PROBLEM DETAILS — Locate each row below that contains the word "arched" and copy those rows in full, one per line.
##### MATERIAL SHOWN
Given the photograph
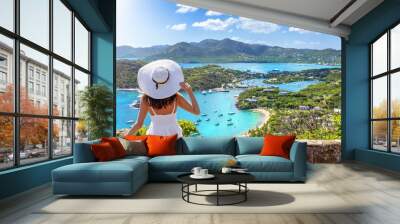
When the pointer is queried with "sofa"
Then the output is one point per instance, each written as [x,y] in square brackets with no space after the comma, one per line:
[125,176]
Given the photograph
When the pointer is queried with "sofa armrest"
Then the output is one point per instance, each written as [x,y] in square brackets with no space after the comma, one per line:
[83,152]
[298,155]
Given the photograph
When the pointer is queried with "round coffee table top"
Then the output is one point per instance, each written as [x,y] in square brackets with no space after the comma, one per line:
[220,178]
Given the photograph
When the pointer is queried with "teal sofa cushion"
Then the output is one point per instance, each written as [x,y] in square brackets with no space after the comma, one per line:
[247,145]
[185,163]
[206,145]
[83,152]
[257,163]
[111,171]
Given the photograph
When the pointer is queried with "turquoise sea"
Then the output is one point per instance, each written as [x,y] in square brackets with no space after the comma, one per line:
[212,105]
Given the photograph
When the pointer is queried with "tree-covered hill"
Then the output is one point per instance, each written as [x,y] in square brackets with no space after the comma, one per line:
[200,78]
[325,95]
[228,50]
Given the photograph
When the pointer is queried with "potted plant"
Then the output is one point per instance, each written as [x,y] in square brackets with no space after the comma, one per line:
[97,109]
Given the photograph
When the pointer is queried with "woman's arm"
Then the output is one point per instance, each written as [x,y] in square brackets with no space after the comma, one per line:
[192,107]
[142,115]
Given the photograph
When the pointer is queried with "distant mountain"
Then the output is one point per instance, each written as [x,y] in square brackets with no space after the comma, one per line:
[139,52]
[228,50]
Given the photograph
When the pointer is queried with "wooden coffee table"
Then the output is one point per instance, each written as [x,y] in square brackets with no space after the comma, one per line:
[238,179]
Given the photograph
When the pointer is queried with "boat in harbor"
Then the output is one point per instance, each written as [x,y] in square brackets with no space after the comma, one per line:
[135,104]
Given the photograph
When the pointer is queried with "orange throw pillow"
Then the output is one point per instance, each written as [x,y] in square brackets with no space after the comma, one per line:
[161,145]
[103,152]
[116,145]
[135,138]
[277,145]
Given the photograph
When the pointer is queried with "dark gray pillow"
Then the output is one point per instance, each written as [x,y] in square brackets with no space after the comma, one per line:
[134,147]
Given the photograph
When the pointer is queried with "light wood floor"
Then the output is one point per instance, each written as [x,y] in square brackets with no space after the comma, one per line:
[378,189]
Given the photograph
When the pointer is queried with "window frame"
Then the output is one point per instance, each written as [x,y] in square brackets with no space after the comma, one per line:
[16,114]
[388,74]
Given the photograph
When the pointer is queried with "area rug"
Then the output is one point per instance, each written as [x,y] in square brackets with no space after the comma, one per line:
[166,198]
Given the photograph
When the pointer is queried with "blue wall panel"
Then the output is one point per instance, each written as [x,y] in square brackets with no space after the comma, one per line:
[356,96]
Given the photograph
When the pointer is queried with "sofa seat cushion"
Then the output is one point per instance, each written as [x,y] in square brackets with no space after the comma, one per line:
[206,145]
[257,163]
[112,171]
[185,163]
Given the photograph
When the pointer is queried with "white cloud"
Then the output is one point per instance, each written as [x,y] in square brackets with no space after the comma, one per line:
[215,24]
[307,44]
[213,13]
[184,9]
[298,30]
[257,26]
[177,27]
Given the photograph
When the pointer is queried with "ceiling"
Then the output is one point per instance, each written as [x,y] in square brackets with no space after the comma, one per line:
[325,16]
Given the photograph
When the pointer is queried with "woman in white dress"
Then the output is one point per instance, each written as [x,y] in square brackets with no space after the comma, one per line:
[160,81]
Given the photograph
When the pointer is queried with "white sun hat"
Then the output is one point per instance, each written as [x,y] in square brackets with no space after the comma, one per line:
[160,79]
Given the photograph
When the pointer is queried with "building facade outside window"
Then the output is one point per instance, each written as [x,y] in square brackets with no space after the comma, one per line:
[44,132]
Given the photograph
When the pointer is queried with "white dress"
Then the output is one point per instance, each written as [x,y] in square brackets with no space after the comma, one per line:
[164,124]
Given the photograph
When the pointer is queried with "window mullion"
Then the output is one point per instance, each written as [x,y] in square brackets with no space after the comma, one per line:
[73,82]
[389,106]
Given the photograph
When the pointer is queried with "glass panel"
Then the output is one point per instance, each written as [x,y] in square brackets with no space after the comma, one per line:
[6,142]
[81,81]
[7,14]
[35,21]
[33,139]
[81,45]
[379,97]
[379,56]
[81,131]
[34,81]
[6,74]
[395,47]
[62,29]
[62,141]
[395,94]
[395,138]
[62,89]
[379,135]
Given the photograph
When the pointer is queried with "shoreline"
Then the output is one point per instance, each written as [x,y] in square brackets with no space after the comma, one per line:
[265,116]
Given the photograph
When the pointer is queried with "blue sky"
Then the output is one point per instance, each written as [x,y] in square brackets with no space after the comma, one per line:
[143,23]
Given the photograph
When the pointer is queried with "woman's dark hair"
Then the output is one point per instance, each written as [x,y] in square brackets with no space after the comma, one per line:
[160,103]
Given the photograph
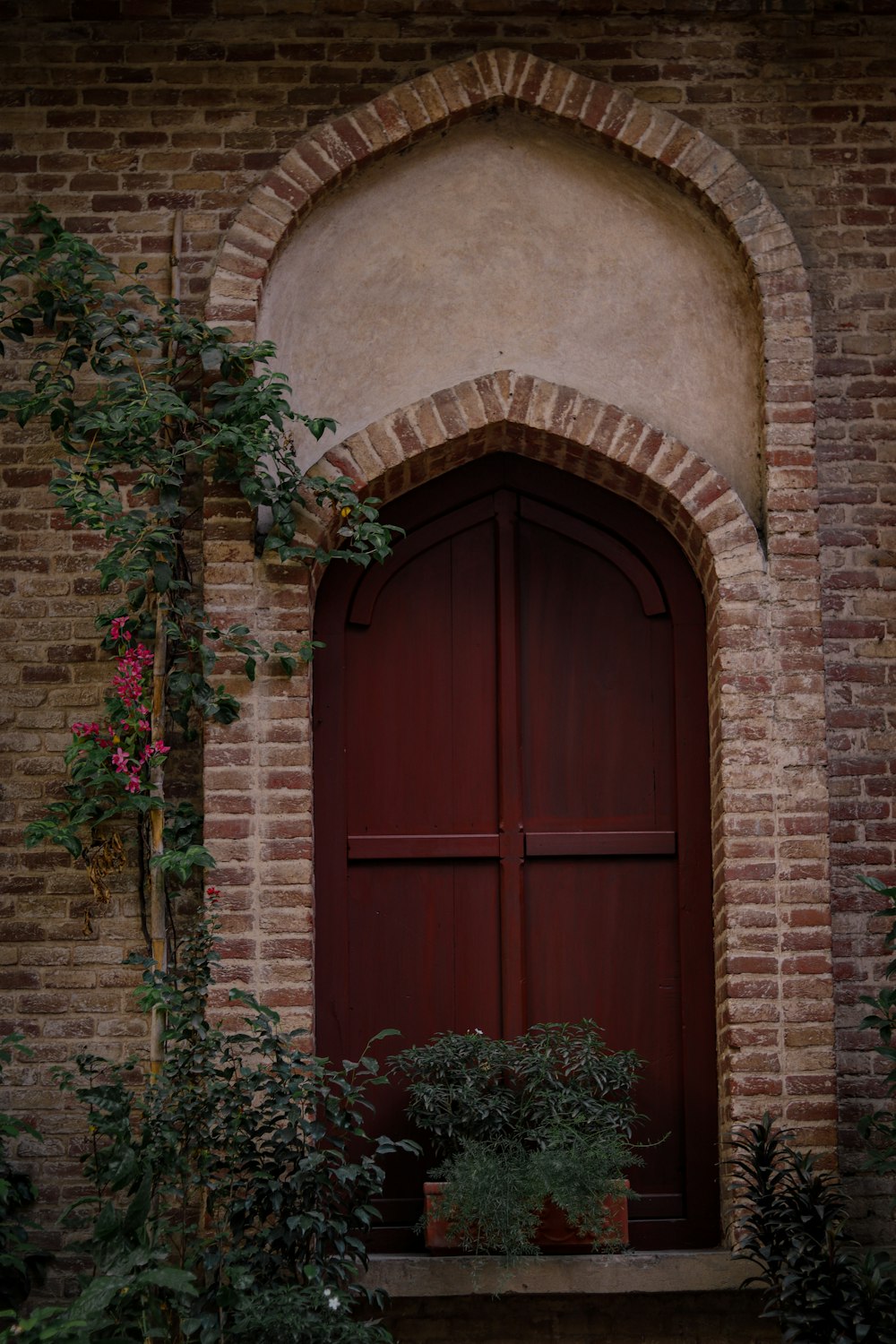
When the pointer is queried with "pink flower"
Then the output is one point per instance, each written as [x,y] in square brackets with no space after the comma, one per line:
[120,760]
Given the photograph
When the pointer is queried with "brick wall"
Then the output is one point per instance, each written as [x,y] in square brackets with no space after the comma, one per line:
[116,113]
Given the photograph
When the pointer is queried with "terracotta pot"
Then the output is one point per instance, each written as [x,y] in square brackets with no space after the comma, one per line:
[555,1236]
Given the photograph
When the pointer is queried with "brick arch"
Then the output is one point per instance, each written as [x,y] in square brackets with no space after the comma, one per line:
[747,702]
[770,806]
[328,155]
[771,913]
[578,435]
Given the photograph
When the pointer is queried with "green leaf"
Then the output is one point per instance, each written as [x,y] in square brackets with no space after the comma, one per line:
[161,575]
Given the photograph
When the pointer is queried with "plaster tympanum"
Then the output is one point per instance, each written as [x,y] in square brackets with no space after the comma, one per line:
[511,244]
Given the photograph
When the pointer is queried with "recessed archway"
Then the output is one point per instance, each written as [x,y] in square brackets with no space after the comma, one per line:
[770,796]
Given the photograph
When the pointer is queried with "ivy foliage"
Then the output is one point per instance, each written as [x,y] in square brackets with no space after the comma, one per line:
[22,1261]
[231,1190]
[791,1226]
[144,402]
[879,1129]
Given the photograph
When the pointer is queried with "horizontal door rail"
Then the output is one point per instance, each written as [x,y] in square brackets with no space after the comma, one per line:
[556,843]
[487,846]
[425,847]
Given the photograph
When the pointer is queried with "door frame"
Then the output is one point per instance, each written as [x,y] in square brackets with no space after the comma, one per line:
[352,593]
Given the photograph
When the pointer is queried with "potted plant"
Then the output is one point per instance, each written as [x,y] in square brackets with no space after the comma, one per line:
[533,1137]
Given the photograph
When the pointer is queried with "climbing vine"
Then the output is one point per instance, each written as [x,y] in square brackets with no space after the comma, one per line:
[144,402]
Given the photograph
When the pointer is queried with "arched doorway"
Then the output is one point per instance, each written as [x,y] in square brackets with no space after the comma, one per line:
[512,817]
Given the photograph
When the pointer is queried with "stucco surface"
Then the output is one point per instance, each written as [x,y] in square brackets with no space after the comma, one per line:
[509,244]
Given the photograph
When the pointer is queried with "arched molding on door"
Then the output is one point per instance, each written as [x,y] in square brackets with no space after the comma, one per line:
[774,991]
[770,790]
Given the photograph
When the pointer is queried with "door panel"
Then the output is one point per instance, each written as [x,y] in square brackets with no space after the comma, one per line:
[602,941]
[595,728]
[512,803]
[419,696]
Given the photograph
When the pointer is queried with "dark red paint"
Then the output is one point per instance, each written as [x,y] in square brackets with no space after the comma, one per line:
[512,816]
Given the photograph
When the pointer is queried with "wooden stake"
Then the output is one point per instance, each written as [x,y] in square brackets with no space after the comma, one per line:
[158,911]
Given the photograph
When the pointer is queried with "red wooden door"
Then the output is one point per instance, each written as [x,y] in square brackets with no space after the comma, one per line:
[511,768]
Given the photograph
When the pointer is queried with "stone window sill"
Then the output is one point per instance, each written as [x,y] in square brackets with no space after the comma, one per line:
[633,1271]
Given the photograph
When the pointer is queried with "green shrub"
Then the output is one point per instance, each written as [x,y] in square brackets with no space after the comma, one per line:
[790,1225]
[237,1185]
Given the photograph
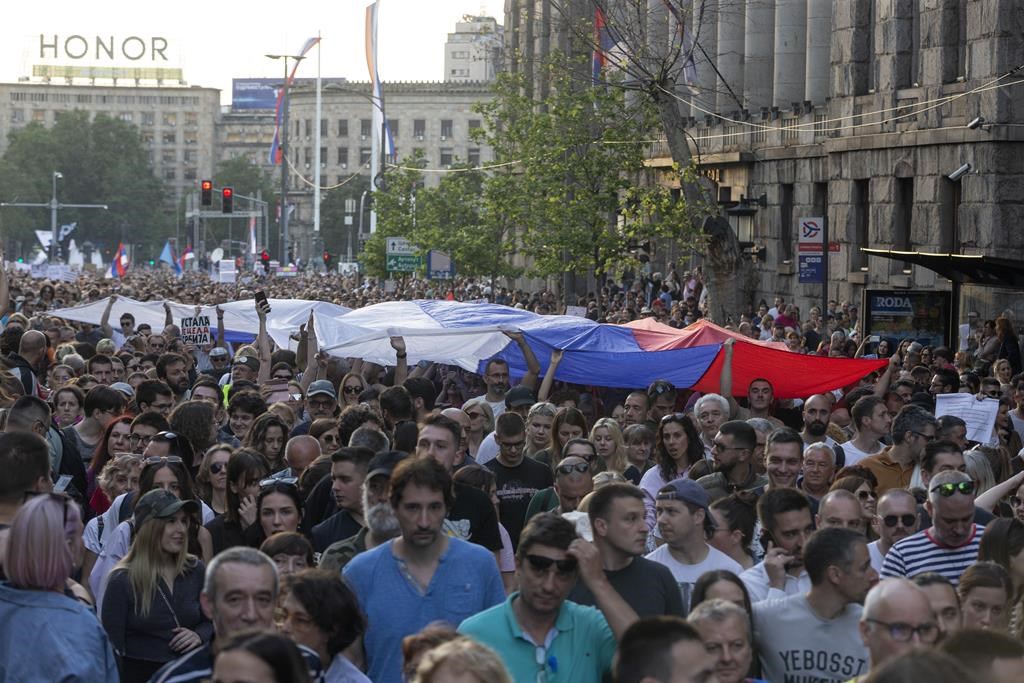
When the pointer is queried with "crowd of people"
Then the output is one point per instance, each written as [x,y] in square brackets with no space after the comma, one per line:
[247,513]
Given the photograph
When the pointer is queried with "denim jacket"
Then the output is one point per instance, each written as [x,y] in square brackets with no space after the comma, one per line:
[46,636]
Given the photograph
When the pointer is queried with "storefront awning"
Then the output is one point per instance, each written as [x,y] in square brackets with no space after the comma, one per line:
[963,268]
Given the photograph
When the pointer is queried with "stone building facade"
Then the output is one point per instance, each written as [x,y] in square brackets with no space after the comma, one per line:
[857,111]
[176,123]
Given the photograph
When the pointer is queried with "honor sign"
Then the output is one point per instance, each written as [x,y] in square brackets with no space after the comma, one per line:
[102,48]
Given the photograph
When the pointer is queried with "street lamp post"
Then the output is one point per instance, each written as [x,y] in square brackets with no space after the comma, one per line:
[285,244]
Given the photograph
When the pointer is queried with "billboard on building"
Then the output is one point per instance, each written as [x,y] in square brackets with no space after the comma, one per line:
[915,314]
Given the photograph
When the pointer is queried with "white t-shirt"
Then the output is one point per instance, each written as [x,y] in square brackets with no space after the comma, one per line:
[855,455]
[686,574]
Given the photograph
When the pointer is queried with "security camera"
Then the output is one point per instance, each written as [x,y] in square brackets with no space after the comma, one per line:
[960,173]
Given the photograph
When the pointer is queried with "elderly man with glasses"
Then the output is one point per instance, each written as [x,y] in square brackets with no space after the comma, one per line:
[949,546]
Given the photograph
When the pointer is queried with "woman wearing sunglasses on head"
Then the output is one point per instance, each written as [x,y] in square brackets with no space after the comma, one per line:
[211,482]
[246,468]
[46,635]
[170,474]
[151,606]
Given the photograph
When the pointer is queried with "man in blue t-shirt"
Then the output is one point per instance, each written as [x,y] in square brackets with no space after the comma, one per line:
[421,577]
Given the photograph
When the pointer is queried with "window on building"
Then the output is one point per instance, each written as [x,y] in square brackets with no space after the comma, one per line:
[861,222]
[786,226]
[949,202]
[903,219]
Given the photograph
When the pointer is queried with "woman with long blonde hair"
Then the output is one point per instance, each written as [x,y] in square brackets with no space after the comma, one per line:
[151,606]
[607,437]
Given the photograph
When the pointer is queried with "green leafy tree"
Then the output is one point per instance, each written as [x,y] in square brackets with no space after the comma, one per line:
[581,194]
[102,161]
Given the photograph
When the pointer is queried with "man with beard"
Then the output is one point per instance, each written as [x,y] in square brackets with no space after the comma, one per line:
[897,519]
[496,374]
[912,430]
[421,577]
[616,517]
[786,523]
[381,524]
[815,635]
[173,370]
[734,472]
[816,412]
[685,523]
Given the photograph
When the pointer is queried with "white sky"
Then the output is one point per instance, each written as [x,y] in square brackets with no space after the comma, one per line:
[214,42]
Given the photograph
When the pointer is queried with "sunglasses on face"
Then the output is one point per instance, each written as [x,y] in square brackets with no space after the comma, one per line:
[905,520]
[542,564]
[947,489]
[570,468]
[158,460]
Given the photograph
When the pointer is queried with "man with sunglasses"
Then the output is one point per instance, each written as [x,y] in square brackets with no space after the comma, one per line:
[538,632]
[912,429]
[897,617]
[897,518]
[949,546]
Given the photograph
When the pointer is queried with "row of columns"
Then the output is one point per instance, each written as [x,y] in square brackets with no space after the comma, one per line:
[760,52]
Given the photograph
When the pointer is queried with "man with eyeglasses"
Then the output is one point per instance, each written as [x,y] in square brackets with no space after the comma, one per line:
[949,546]
[517,477]
[897,518]
[421,577]
[814,636]
[732,450]
[897,617]
[912,429]
[539,633]
[685,523]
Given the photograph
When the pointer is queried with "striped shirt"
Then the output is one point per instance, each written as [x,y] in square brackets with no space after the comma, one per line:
[923,552]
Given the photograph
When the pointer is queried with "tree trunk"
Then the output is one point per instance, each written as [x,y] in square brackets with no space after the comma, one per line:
[726,269]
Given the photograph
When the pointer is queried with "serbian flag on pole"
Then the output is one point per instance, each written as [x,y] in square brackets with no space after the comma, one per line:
[274,157]
[119,266]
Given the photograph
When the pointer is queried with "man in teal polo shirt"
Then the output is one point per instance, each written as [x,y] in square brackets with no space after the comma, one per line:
[539,634]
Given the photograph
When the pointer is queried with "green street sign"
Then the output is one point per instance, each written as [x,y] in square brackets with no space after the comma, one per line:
[402,263]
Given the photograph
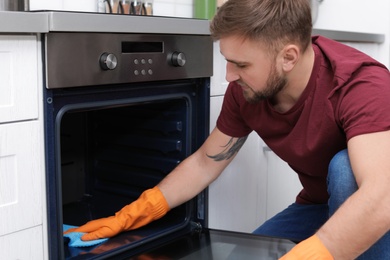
##########
WORKED ANSWER —
When the pointer is queried with "arched doorway"
When the pointer is queried with "arched molding on door"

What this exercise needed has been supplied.